GIVEN INSTRUCTION:
Render the lines below, from the line that contains "Would you be able to locate the coat" through the line that contains "top-left (245, 41), bottom-right (284, 68)", as a Markdown table with two columns, Row and Line. Give each line its own numbered row and leave out any blank lines.

RECORDED DATA:
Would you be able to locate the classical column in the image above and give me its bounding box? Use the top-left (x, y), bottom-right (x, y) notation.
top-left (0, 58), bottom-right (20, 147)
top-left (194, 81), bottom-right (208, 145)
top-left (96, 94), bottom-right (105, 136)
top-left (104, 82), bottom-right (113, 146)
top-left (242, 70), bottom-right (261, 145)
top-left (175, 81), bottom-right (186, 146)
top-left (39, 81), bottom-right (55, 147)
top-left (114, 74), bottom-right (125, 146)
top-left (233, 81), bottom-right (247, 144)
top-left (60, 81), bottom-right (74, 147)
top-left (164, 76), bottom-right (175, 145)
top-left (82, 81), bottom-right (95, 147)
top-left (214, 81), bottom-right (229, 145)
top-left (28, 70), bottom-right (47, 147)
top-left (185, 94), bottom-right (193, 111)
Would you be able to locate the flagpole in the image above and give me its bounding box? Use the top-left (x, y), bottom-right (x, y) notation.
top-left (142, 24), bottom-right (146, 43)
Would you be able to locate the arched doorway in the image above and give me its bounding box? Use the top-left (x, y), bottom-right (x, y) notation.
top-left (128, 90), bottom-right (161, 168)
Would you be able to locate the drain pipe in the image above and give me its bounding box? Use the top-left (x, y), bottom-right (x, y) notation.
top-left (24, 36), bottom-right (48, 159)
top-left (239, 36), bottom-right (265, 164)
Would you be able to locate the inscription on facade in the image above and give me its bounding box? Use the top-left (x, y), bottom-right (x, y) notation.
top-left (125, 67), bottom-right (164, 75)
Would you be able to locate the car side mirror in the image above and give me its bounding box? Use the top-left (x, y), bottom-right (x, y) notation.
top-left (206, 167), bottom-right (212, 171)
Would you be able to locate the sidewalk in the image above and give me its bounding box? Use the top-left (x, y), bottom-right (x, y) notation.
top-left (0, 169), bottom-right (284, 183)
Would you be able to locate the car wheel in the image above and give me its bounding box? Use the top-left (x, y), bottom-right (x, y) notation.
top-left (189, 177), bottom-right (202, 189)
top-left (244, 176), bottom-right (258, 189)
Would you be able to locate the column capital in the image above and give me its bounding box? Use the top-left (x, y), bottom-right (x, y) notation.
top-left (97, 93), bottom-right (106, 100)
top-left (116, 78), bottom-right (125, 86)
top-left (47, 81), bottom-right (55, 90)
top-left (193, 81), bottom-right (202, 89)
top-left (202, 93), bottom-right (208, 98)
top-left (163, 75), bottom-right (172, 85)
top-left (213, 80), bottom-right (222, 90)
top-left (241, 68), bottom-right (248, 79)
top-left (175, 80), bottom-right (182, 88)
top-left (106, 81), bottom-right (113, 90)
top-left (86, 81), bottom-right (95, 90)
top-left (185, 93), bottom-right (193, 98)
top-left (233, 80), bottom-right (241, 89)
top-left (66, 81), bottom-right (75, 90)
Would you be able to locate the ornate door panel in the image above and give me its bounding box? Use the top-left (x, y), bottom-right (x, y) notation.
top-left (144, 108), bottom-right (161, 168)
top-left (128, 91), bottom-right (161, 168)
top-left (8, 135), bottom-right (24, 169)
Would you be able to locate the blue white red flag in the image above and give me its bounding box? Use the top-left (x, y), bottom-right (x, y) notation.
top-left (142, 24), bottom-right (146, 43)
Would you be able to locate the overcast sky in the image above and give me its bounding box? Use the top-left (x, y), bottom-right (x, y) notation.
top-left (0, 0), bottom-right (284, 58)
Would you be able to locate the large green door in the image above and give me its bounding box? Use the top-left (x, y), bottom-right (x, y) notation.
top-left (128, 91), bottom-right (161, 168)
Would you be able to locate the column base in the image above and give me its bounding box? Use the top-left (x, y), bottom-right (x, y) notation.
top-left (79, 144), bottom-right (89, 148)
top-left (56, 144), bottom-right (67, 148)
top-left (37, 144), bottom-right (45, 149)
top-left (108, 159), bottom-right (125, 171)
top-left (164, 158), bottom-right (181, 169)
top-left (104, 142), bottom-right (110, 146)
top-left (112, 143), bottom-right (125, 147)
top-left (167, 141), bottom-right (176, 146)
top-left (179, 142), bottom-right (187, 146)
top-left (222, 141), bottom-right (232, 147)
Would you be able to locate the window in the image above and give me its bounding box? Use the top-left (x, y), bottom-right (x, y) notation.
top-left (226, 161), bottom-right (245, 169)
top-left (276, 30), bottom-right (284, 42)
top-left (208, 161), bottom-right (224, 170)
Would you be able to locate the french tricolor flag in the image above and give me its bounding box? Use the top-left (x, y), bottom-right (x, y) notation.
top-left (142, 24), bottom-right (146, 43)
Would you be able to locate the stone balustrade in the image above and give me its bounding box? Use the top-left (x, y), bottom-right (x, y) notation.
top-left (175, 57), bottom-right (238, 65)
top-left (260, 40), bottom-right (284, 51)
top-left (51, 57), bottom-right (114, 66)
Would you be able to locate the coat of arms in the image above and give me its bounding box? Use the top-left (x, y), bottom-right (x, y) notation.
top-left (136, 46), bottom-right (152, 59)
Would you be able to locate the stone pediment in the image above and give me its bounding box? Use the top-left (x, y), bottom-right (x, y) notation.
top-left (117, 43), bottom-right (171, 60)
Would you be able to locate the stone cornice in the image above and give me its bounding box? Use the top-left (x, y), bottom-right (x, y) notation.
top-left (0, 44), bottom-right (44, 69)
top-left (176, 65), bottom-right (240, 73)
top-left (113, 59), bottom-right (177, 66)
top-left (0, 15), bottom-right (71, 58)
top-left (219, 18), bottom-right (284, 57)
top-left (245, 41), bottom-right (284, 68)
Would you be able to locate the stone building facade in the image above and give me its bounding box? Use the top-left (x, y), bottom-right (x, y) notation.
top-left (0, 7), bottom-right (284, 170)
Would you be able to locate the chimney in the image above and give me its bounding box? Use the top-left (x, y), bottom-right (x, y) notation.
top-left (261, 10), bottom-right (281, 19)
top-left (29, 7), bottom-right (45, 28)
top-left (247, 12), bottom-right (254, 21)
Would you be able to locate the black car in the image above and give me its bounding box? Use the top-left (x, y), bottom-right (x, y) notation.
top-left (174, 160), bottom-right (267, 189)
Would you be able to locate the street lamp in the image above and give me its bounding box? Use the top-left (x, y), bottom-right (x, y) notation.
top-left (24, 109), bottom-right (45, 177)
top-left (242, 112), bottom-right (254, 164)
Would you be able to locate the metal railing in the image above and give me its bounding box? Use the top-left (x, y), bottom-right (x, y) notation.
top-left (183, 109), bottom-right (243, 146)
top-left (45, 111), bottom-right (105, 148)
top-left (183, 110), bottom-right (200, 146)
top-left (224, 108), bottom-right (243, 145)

---

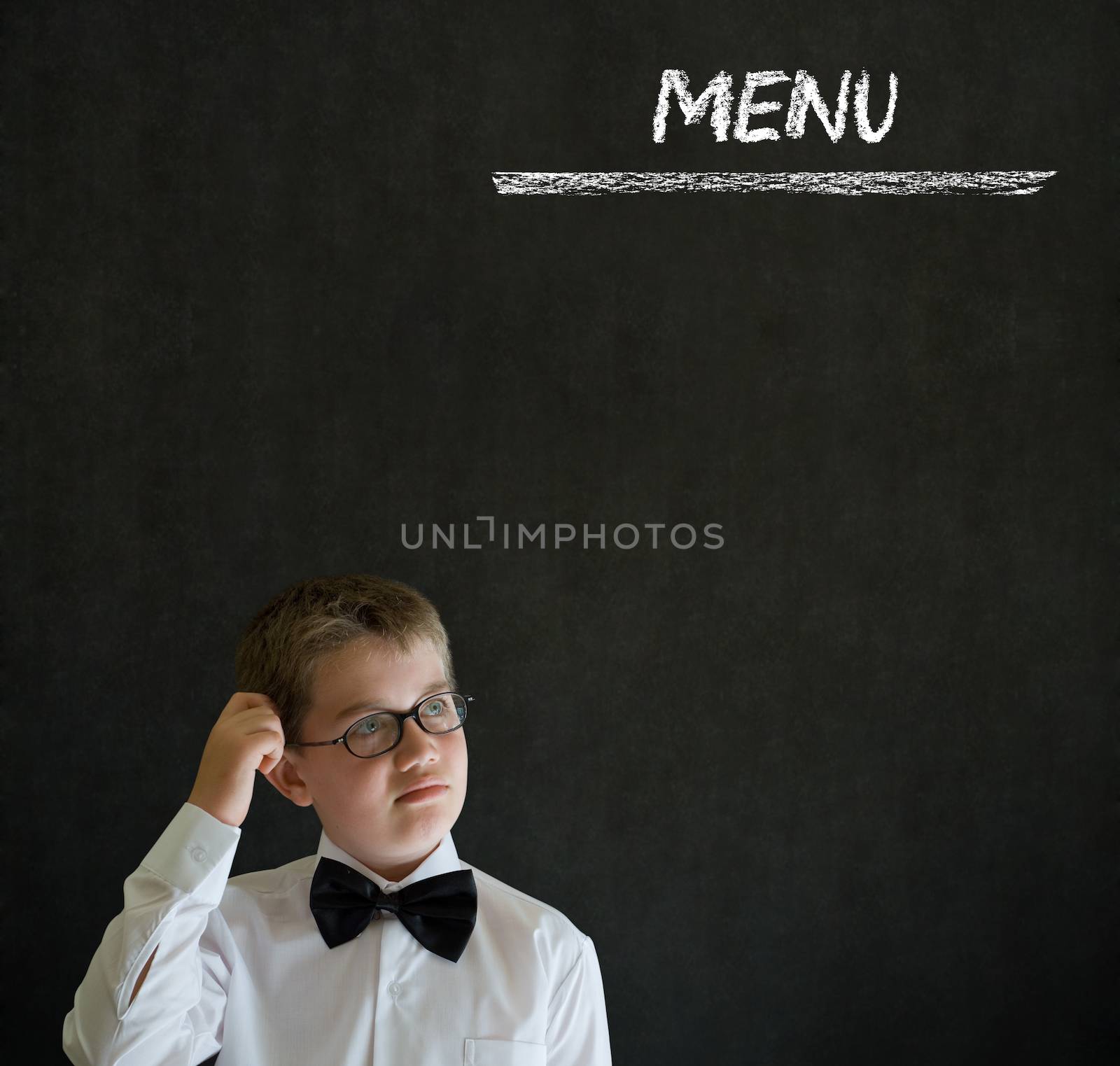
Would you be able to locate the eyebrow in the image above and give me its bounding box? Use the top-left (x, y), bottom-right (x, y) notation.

---

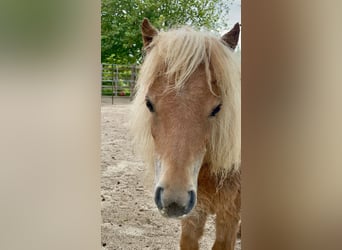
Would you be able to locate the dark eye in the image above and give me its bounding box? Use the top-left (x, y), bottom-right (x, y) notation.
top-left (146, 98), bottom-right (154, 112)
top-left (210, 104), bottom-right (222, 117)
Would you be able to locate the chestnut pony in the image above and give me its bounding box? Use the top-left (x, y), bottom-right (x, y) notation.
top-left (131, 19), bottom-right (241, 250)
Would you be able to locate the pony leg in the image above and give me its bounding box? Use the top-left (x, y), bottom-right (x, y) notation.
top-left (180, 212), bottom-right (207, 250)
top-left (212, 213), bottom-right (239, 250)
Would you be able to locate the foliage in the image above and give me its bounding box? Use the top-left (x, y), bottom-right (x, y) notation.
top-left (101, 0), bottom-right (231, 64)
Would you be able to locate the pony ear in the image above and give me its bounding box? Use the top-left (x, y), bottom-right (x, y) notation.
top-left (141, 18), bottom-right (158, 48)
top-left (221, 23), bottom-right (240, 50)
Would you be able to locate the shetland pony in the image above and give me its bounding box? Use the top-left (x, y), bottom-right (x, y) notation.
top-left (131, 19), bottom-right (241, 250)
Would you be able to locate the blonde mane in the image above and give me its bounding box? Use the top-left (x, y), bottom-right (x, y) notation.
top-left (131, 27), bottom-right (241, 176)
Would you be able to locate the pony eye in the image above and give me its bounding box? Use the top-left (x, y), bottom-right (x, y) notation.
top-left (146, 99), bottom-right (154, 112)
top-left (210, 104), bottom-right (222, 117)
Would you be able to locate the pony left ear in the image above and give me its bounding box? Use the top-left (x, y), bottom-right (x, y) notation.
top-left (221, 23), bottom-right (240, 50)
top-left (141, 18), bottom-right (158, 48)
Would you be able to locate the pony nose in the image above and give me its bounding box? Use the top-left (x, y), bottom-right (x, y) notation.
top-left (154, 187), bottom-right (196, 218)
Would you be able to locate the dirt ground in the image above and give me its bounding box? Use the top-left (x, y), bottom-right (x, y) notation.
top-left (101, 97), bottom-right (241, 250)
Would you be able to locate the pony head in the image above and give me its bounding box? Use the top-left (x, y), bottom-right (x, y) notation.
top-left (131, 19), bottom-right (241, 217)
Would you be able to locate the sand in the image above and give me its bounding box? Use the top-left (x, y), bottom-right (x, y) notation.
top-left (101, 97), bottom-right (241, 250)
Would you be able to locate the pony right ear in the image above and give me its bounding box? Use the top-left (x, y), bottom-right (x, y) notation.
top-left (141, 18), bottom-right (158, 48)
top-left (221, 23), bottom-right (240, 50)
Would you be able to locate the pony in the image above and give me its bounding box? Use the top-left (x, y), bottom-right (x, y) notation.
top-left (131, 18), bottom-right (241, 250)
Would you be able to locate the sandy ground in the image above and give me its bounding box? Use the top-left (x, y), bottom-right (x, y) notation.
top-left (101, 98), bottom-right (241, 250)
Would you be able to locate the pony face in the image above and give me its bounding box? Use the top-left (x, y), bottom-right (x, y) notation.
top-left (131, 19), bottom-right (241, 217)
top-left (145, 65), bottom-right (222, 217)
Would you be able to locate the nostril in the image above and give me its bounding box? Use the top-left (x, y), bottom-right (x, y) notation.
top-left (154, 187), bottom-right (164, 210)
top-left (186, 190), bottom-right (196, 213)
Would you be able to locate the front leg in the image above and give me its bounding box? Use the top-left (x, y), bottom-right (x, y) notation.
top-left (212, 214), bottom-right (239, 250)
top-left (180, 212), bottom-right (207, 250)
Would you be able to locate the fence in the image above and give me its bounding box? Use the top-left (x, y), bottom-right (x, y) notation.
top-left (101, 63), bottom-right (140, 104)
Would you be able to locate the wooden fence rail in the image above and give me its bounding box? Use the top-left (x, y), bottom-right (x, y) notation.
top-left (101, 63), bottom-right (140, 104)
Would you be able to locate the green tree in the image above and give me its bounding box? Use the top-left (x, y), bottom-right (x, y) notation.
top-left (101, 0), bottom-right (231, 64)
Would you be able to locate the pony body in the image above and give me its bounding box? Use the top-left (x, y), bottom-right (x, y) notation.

EXERCISE SOLUTION:
| Row | Line |
|---|---|
| 1 | Would you be able to locate the coat of arms in the image above and give me its bounding box? Use the top-left (x, y), bottom-right (x, y) notation. |
| 2 | top-left (136, 46), bottom-right (152, 59) |
| 3 | Would you be able to locate the stone pediment in the image above and give me its bounding box? Use the top-left (x, y), bottom-right (x, y) notation. |
| 4 | top-left (117, 43), bottom-right (171, 60) |
| 5 | Would you be able to locate the stone cornice in the image above and give me its bounding box? Use the top-left (x, y), bottom-right (x, y) notation. |
| 6 | top-left (0, 44), bottom-right (44, 69) |
| 7 | top-left (176, 65), bottom-right (240, 73) |
| 8 | top-left (113, 59), bottom-right (177, 66) |
| 9 | top-left (0, 15), bottom-right (71, 58) |
| 10 | top-left (219, 18), bottom-right (284, 57) |
| 11 | top-left (245, 41), bottom-right (284, 68) |